[The task]
Return the entries between the line holding "FIND: overcast sky" and the line holding "[0,211,50,247]", inclusive, reproducing each line without any change.

Start

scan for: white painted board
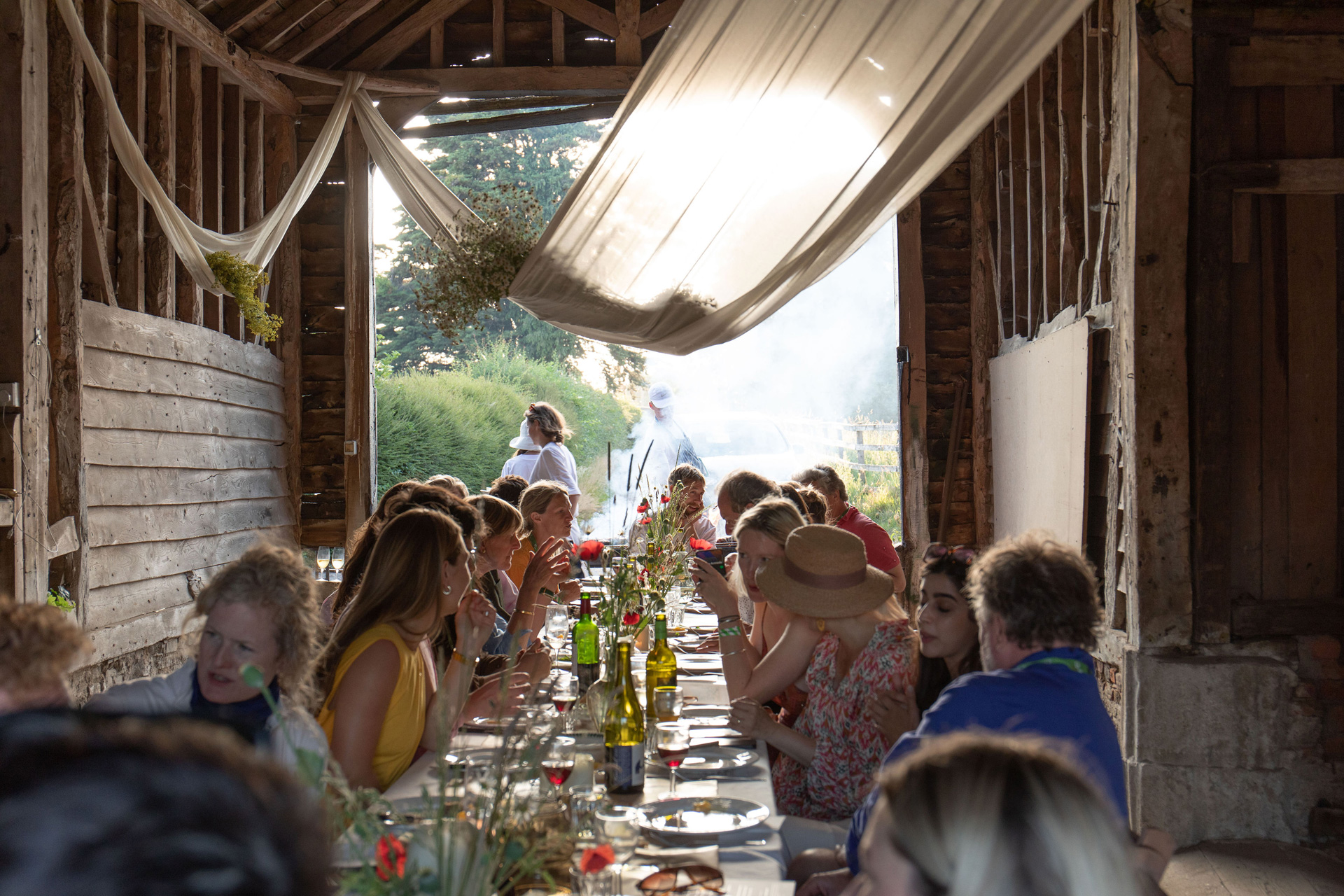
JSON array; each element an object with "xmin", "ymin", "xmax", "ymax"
[{"xmin": 989, "ymin": 320, "xmax": 1088, "ymax": 550}]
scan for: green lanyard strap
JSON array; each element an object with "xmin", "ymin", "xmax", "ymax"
[{"xmin": 1014, "ymin": 657, "xmax": 1091, "ymax": 676}]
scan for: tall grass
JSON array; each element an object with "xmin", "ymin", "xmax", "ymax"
[{"xmin": 378, "ymin": 345, "xmax": 634, "ymax": 500}]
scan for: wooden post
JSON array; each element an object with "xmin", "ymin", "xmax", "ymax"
[
  {"xmin": 42, "ymin": 6, "xmax": 89, "ymax": 622},
  {"xmin": 345, "ymin": 121, "xmax": 378, "ymax": 540},
  {"xmin": 145, "ymin": 25, "xmax": 177, "ymax": 317},
  {"xmin": 117, "ymin": 3, "xmax": 145, "ymax": 312},
  {"xmin": 0, "ymin": 0, "xmax": 50, "ymax": 602},
  {"xmin": 266, "ymin": 115, "xmax": 302, "ymax": 544},
  {"xmin": 176, "ymin": 44, "xmax": 204, "ymax": 326},
  {"xmin": 200, "ymin": 66, "xmax": 225, "ymax": 333}
]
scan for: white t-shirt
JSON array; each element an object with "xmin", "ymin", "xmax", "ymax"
[{"xmin": 527, "ymin": 442, "xmax": 582, "ymax": 496}]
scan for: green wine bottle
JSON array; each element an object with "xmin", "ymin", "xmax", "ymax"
[
  {"xmin": 603, "ymin": 638, "xmax": 644, "ymax": 794},
  {"xmin": 644, "ymin": 612, "xmax": 676, "ymax": 719},
  {"xmin": 574, "ymin": 598, "xmax": 602, "ymax": 697}
]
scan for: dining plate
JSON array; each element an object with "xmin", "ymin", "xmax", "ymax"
[{"xmin": 636, "ymin": 797, "xmax": 770, "ymax": 834}]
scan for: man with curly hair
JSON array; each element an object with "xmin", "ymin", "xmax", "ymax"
[{"xmin": 0, "ymin": 598, "xmax": 92, "ymax": 715}]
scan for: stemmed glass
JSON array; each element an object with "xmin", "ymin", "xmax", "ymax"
[{"xmin": 653, "ymin": 722, "xmax": 691, "ymax": 799}]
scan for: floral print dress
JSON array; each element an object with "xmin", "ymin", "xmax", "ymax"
[{"xmin": 770, "ymin": 620, "xmax": 916, "ymax": 821}]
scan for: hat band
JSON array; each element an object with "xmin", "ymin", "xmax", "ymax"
[{"xmin": 783, "ymin": 555, "xmax": 868, "ymax": 591}]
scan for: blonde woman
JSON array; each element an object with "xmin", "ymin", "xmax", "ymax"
[
  {"xmin": 86, "ymin": 542, "xmax": 327, "ymax": 769},
  {"xmin": 839, "ymin": 734, "xmax": 1144, "ymax": 896}
]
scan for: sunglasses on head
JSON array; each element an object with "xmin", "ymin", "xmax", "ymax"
[
  {"xmin": 923, "ymin": 541, "xmax": 976, "ymax": 566},
  {"xmin": 638, "ymin": 865, "xmax": 723, "ymax": 896}
]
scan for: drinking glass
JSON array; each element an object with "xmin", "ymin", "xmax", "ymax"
[
  {"xmin": 653, "ymin": 685, "xmax": 685, "ymax": 722},
  {"xmin": 653, "ymin": 722, "xmax": 691, "ymax": 799}
]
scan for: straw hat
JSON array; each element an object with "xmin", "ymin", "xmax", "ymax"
[
  {"xmin": 508, "ymin": 418, "xmax": 542, "ymax": 451},
  {"xmin": 757, "ymin": 525, "xmax": 895, "ymax": 620}
]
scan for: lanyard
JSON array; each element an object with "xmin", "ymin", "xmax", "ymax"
[{"xmin": 1014, "ymin": 657, "xmax": 1091, "ymax": 676}]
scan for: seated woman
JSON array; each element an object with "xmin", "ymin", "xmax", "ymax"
[
  {"xmin": 865, "ymin": 541, "xmax": 981, "ymax": 746},
  {"xmin": 724, "ymin": 525, "xmax": 916, "ymax": 853},
  {"xmin": 317, "ymin": 507, "xmax": 522, "ymax": 790},
  {"xmin": 86, "ymin": 542, "xmax": 327, "ymax": 769},
  {"xmin": 507, "ymin": 479, "xmax": 577, "ymax": 596},
  {"xmin": 0, "ymin": 598, "xmax": 92, "ymax": 716},
  {"xmin": 844, "ymin": 734, "xmax": 1144, "ymax": 896}
]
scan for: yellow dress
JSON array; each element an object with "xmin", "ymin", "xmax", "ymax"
[{"xmin": 317, "ymin": 623, "xmax": 428, "ymax": 790}]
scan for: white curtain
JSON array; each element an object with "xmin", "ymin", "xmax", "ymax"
[{"xmin": 510, "ymin": 0, "xmax": 1090, "ymax": 355}]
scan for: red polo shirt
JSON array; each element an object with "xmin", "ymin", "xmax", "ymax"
[{"xmin": 834, "ymin": 504, "xmax": 900, "ymax": 573}]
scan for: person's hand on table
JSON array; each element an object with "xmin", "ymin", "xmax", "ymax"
[
  {"xmin": 797, "ymin": 868, "xmax": 853, "ymax": 896},
  {"xmin": 729, "ymin": 697, "xmax": 774, "ymax": 738},
  {"xmin": 691, "ymin": 557, "xmax": 738, "ymax": 617},
  {"xmin": 864, "ymin": 687, "xmax": 919, "ymax": 744}
]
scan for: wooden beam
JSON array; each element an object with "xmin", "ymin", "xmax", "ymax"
[
  {"xmin": 47, "ymin": 6, "xmax": 89, "ymax": 622},
  {"xmin": 339, "ymin": 0, "xmax": 470, "ymax": 71},
  {"xmin": 542, "ymin": 0, "xmax": 620, "ymax": 38},
  {"xmin": 117, "ymin": 3, "xmax": 145, "ymax": 312},
  {"xmin": 132, "ymin": 0, "xmax": 298, "ymax": 115},
  {"xmin": 494, "ymin": 0, "xmax": 504, "ymax": 69},
  {"xmin": 344, "ymin": 120, "xmax": 378, "ymax": 540},
  {"xmin": 615, "ymin": 0, "xmax": 644, "ymax": 66},
  {"xmin": 640, "ymin": 0, "xmax": 681, "ymax": 41},
  {"xmin": 210, "ymin": 0, "xmax": 276, "ymax": 34},
  {"xmin": 398, "ymin": 102, "xmax": 621, "ymax": 137},
  {"xmin": 145, "ymin": 25, "xmax": 177, "ymax": 317},
  {"xmin": 175, "ymin": 46, "xmax": 206, "ymax": 326}
]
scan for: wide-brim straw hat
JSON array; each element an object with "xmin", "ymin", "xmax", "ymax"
[
  {"xmin": 757, "ymin": 525, "xmax": 895, "ymax": 620},
  {"xmin": 508, "ymin": 416, "xmax": 542, "ymax": 451}
]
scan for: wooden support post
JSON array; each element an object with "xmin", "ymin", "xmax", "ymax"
[
  {"xmin": 345, "ymin": 121, "xmax": 378, "ymax": 540},
  {"xmin": 145, "ymin": 25, "xmax": 177, "ymax": 317},
  {"xmin": 266, "ymin": 115, "xmax": 302, "ymax": 544},
  {"xmin": 615, "ymin": 0, "xmax": 644, "ymax": 66},
  {"xmin": 117, "ymin": 3, "xmax": 145, "ymax": 312},
  {"xmin": 220, "ymin": 85, "xmax": 244, "ymax": 339},
  {"xmin": 175, "ymin": 44, "xmax": 204, "ymax": 326},
  {"xmin": 0, "ymin": 0, "xmax": 50, "ymax": 602},
  {"xmin": 200, "ymin": 66, "xmax": 225, "ymax": 333},
  {"xmin": 48, "ymin": 6, "xmax": 89, "ymax": 622}
]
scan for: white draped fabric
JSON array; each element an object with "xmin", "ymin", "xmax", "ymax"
[
  {"xmin": 510, "ymin": 0, "xmax": 1090, "ymax": 355},
  {"xmin": 57, "ymin": 0, "xmax": 476, "ymax": 293}
]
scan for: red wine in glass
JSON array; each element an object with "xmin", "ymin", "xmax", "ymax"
[
  {"xmin": 542, "ymin": 759, "xmax": 574, "ymax": 788},
  {"xmin": 659, "ymin": 744, "xmax": 691, "ymax": 769}
]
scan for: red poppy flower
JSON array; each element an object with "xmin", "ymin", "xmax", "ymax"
[
  {"xmin": 374, "ymin": 836, "xmax": 406, "ymax": 880},
  {"xmin": 580, "ymin": 844, "xmax": 615, "ymax": 874}
]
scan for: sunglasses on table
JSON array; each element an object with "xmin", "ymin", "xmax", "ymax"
[
  {"xmin": 923, "ymin": 541, "xmax": 976, "ymax": 566},
  {"xmin": 638, "ymin": 865, "xmax": 723, "ymax": 896}
]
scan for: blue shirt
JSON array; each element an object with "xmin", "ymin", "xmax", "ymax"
[{"xmin": 846, "ymin": 648, "xmax": 1129, "ymax": 874}]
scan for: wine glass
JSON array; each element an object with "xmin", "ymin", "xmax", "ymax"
[{"xmin": 653, "ymin": 722, "xmax": 691, "ymax": 799}]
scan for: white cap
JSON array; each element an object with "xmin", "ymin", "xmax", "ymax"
[
  {"xmin": 649, "ymin": 383, "xmax": 676, "ymax": 408},
  {"xmin": 508, "ymin": 416, "xmax": 542, "ymax": 451}
]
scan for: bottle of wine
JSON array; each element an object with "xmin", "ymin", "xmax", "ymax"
[
  {"xmin": 574, "ymin": 598, "xmax": 602, "ymax": 697},
  {"xmin": 603, "ymin": 638, "xmax": 644, "ymax": 794},
  {"xmin": 644, "ymin": 612, "xmax": 676, "ymax": 719}
]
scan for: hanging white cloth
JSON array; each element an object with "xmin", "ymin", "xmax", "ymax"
[{"xmin": 510, "ymin": 0, "xmax": 1090, "ymax": 355}]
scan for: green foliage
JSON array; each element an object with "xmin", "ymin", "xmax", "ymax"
[
  {"xmin": 206, "ymin": 251, "xmax": 285, "ymax": 342},
  {"xmin": 378, "ymin": 342, "xmax": 631, "ymax": 493}
]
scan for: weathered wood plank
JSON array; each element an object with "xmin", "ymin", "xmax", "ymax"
[
  {"xmin": 89, "ymin": 498, "xmax": 294, "ymax": 547},
  {"xmin": 83, "ymin": 387, "xmax": 286, "ymax": 442},
  {"xmin": 89, "ymin": 465, "xmax": 289, "ymax": 506},
  {"xmin": 83, "ymin": 302, "xmax": 285, "ymax": 386},
  {"xmin": 85, "ymin": 348, "xmax": 285, "ymax": 414},
  {"xmin": 85, "ymin": 430, "xmax": 288, "ymax": 470}
]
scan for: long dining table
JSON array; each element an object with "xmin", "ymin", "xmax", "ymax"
[{"xmin": 384, "ymin": 611, "xmax": 793, "ymax": 896}]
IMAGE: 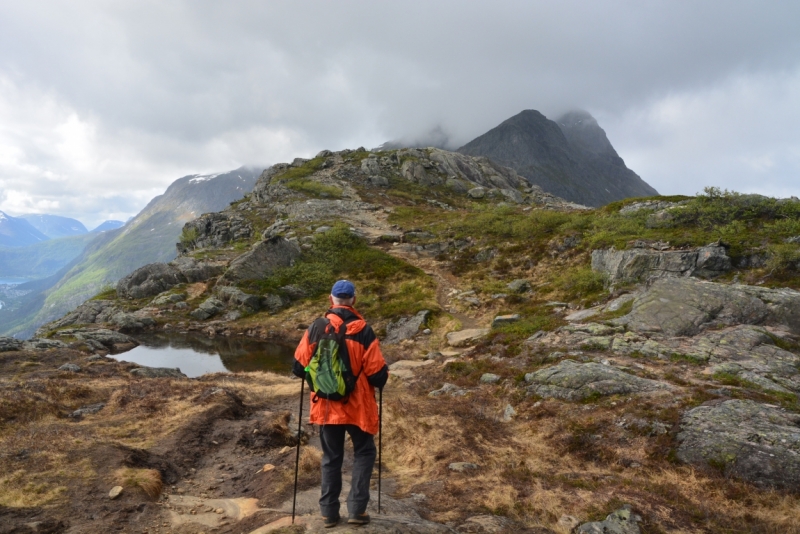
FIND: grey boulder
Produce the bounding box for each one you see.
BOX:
[220,236,300,285]
[592,245,731,283]
[677,399,800,492]
[0,336,23,352]
[383,310,431,345]
[189,297,225,321]
[169,256,225,283]
[525,360,673,401]
[615,278,800,336]
[573,504,642,534]
[117,263,186,299]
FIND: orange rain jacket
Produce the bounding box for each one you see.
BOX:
[292,305,389,435]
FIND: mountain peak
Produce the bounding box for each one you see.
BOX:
[458,109,658,206]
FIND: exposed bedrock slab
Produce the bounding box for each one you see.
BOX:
[117,263,186,299]
[382,310,431,345]
[220,236,300,285]
[525,360,674,401]
[592,245,731,282]
[678,399,800,491]
[616,278,800,336]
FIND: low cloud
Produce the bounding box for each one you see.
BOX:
[0,0,800,226]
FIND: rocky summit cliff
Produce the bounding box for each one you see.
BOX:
[458,110,658,206]
[0,149,800,534]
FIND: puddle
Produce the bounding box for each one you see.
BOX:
[112,333,294,378]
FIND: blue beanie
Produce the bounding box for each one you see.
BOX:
[331,280,356,299]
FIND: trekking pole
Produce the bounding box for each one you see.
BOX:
[292,379,306,525]
[378,388,383,513]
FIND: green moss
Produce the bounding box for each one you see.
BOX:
[272,157,342,202]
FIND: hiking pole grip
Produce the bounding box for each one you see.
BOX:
[378,388,383,513]
[292,378,306,525]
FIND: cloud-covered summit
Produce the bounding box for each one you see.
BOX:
[0,0,800,227]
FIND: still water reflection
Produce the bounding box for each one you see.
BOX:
[113,333,294,377]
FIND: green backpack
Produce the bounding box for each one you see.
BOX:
[306,317,358,402]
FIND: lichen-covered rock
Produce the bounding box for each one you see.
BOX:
[34,300,120,337]
[382,310,431,345]
[615,278,800,336]
[447,328,489,347]
[189,297,225,321]
[169,256,225,283]
[0,336,23,352]
[525,360,673,401]
[677,399,800,491]
[220,236,300,285]
[592,245,731,283]
[54,328,139,354]
[131,367,186,378]
[214,286,262,313]
[177,211,253,254]
[574,504,642,534]
[117,263,186,299]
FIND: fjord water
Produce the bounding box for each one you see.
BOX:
[113,332,294,378]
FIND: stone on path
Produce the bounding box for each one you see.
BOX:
[574,504,642,534]
[525,360,674,401]
[447,462,480,473]
[492,313,519,328]
[677,399,800,492]
[381,310,431,345]
[447,328,489,347]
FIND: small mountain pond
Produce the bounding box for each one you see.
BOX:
[112,333,294,378]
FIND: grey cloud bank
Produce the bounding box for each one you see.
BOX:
[0,1,800,226]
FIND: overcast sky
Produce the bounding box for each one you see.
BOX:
[0,0,800,226]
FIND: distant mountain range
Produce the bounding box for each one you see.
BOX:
[0,167,261,337]
[19,213,88,239]
[92,221,125,233]
[458,110,658,206]
[0,211,50,247]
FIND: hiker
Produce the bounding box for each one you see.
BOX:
[292,280,389,527]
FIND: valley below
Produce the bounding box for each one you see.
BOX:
[0,149,800,534]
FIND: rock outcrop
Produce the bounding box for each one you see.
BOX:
[525,360,672,401]
[592,245,731,284]
[382,310,431,345]
[220,237,300,285]
[677,399,800,491]
[458,110,658,206]
[117,263,186,299]
[617,278,800,336]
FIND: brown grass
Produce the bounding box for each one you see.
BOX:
[114,467,164,499]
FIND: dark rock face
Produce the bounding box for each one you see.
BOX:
[678,399,800,491]
[169,256,225,283]
[383,310,431,345]
[189,297,225,321]
[177,212,253,253]
[525,360,672,401]
[592,245,731,283]
[458,110,658,206]
[117,263,186,299]
[220,237,300,284]
[617,278,800,336]
[0,337,23,352]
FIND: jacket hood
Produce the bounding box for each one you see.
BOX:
[325,306,367,336]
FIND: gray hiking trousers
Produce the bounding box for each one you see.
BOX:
[319,425,377,517]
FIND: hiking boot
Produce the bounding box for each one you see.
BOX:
[347,512,369,525]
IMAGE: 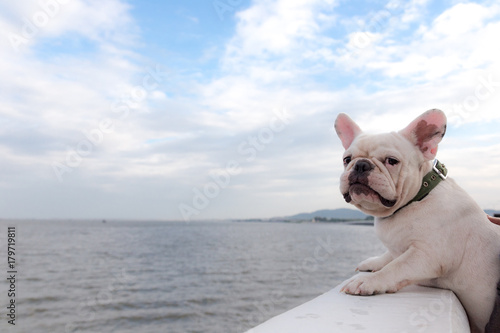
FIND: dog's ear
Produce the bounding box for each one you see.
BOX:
[335,113,361,149]
[399,109,446,160]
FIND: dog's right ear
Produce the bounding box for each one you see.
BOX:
[335,113,362,149]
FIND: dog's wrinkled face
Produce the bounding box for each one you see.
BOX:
[340,133,422,216]
[335,110,446,217]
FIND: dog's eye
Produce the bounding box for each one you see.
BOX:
[386,157,399,165]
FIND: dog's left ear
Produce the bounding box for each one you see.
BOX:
[399,109,446,160]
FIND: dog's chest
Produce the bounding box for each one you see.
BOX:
[375,218,414,256]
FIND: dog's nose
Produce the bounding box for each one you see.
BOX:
[354,160,373,174]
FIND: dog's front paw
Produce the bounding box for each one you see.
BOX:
[340,273,398,296]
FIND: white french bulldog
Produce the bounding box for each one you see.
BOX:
[335,109,500,332]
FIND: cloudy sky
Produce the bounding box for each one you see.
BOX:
[0,0,500,220]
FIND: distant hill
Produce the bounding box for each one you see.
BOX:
[286,208,368,220]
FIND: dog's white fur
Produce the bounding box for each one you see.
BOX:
[335,109,500,332]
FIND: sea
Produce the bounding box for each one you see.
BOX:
[0,220,384,333]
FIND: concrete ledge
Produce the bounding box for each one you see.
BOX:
[247,273,470,333]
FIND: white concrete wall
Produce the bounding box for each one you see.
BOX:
[247,273,470,333]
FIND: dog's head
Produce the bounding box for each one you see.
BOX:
[335,109,446,217]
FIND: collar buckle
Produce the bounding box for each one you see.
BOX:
[432,158,448,180]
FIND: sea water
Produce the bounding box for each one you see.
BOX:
[0,221,383,333]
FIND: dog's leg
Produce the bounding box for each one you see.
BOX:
[356,251,394,272]
[340,245,443,295]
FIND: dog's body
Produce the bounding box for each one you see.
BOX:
[335,110,500,332]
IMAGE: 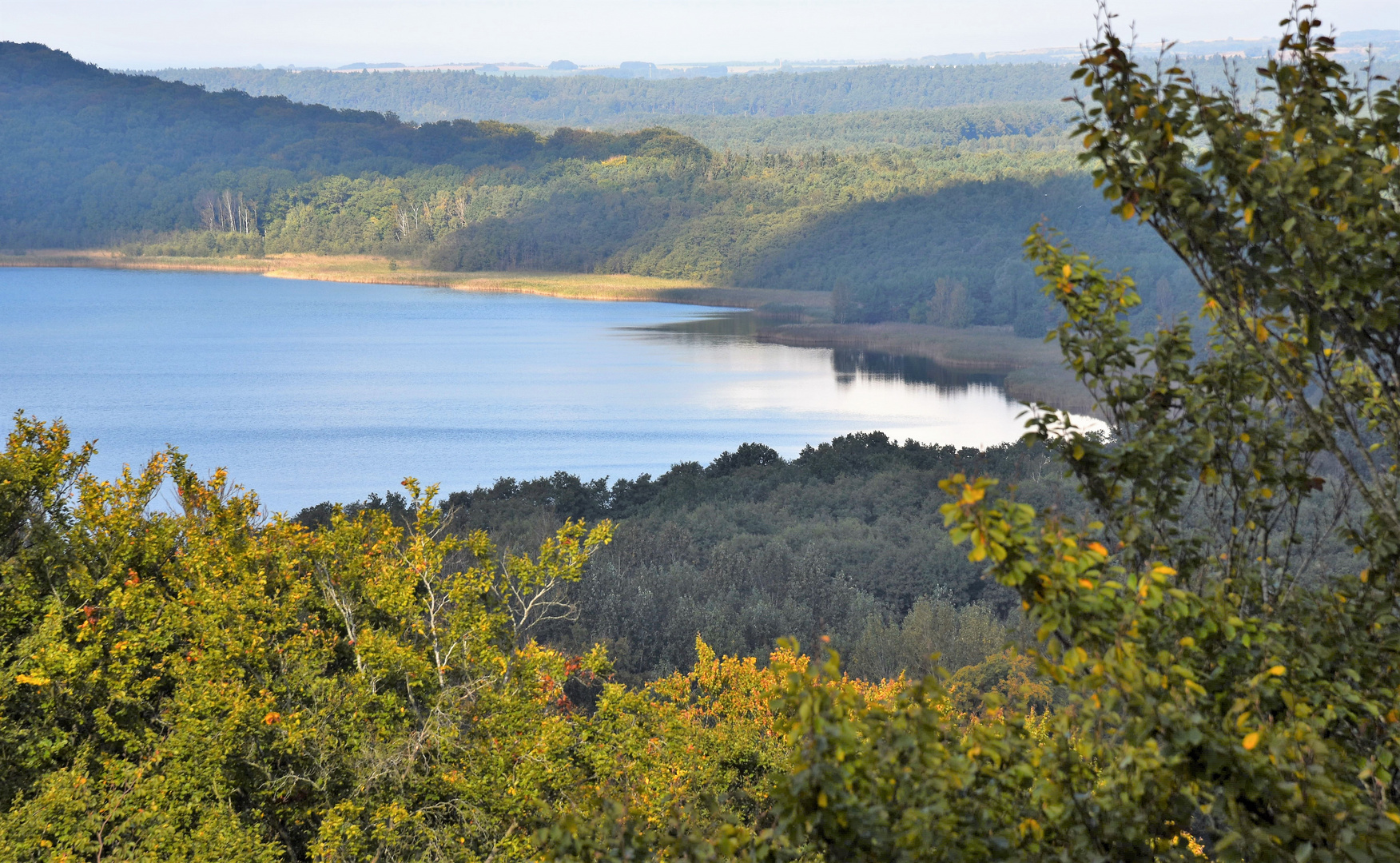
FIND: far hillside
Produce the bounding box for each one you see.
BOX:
[0,38,1190,326]
[153,63,1072,126]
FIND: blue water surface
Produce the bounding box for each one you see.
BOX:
[0,269,1022,511]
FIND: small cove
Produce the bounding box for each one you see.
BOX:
[0,268,1052,510]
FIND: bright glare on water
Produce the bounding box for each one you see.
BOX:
[0,269,1041,511]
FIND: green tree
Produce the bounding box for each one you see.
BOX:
[548,6,1400,861]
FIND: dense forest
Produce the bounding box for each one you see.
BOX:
[0,6,1400,863]
[0,43,1193,335]
[296,432,1084,682]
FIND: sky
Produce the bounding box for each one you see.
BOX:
[0,0,1400,69]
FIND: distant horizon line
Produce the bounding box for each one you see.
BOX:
[123,30,1400,76]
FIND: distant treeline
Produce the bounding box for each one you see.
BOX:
[153,63,1072,128]
[641,102,1076,154]
[0,43,1190,326]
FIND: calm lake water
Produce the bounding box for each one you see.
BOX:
[0,269,1041,510]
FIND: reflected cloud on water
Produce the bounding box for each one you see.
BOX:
[630,311,1012,400]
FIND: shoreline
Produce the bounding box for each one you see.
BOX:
[0,249,1095,415]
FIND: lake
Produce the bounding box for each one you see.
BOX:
[0,268,1041,511]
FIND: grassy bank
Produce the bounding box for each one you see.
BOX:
[0,249,832,318]
[0,249,1093,412]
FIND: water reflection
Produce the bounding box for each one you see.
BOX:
[832,348,1007,392]
[632,311,1007,392]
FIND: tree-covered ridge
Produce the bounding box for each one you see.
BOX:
[296,432,1082,682]
[649,102,1072,154]
[8,6,1400,863]
[0,42,693,247]
[153,63,1072,126]
[0,38,1184,326]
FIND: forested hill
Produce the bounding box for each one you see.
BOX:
[0,37,1191,335]
[153,63,1072,126]
[0,42,698,247]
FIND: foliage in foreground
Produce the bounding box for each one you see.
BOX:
[0,7,1400,863]
[543,7,1400,861]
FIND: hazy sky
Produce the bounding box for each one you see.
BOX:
[0,0,1400,69]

End

[Written solution]
FIND: overcast sky
Produce the bounding box for each one you see.
BOX:
[0,0,800,226]
FIND: distant mountain range
Produce the bounding box for each one you see.
BOX:
[0,167,261,337]
[19,213,88,239]
[92,221,125,233]
[458,110,658,206]
[0,211,50,247]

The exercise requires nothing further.